___ Текст ___

Те же опасные игры на уме у пары антагонистов и коллег, единственных персонажей, разбавляющих изрядной долей юмора героический пафос «Тихоокеанского рубежа». Если математик Герман Готлиб (Берн Горман) — комический педант в твидовом пиджаке, ухитрившийся рассчитать график появления кайдзю на поверхности, то татуированный с ног до головы очкарик-биолог Ньютон Гейцлер (Чарли Дэй) — настоящий одержимый, обожающий восстающих с океанского дна монстров и мечтающий подключиться к мозгу одного из них — по сути, породниться с ним. Именно этот смертельный эксперимент приводит к разрушению Гонконга — но он же позволяет впоследствии выудить из мозга другого кайдзю ценную информацию и одержать победу в войне.
В этих двоих невозможно не узнать самого Гильермо дель Торо с его бесконечными чертежами, планами и раскадровками, с его неутолимым желанием преодолеть невозможное и выйти за границы человеческих полномочий. Он — именно такой чудак-ученый, меряющий логарифмической линейкой собственную фантазию, — без четкого плана не снимет и крошечного эпизода, не допус-тит импровизации ни за что (это твердо знают все работавшие с ним операторы, а лучше других умеет воплотить в жизнь виртуоз Гильермо Наварро). Он — биолог-экспериментатор, производящий на свет одного монстра за другим, каждый смертоноснее предыдущего, и вопреки логике влюбляющийся в них.

___ Записанные строки ___

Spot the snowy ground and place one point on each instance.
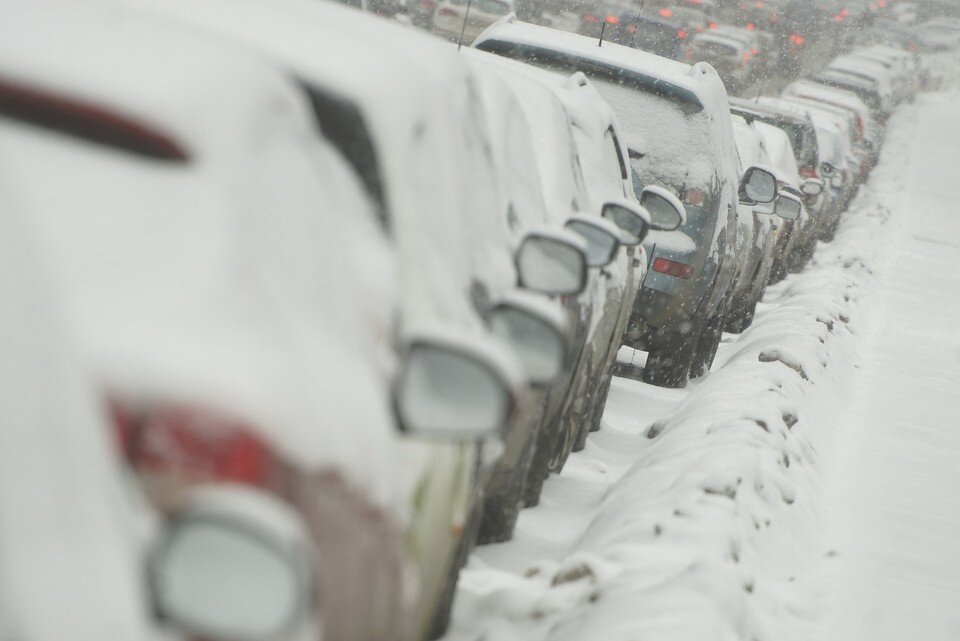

___

#### Задание
Ответьте на вопросы по тексту о фильме «Тихоокеанский рубеж».
1. Что ухитрился рассчитать математик Герман Готлиб?
2. Какой актёр играет биолога Ньютона Гейцлера?
3. Кого из операторов текст называет виртуозом?
Приведённые строки в этой работе не используются.

#### Решение задания
1. График появления кайдзю на поверхности.
2. Чарли Дэй.
3. Гильермо Наварро.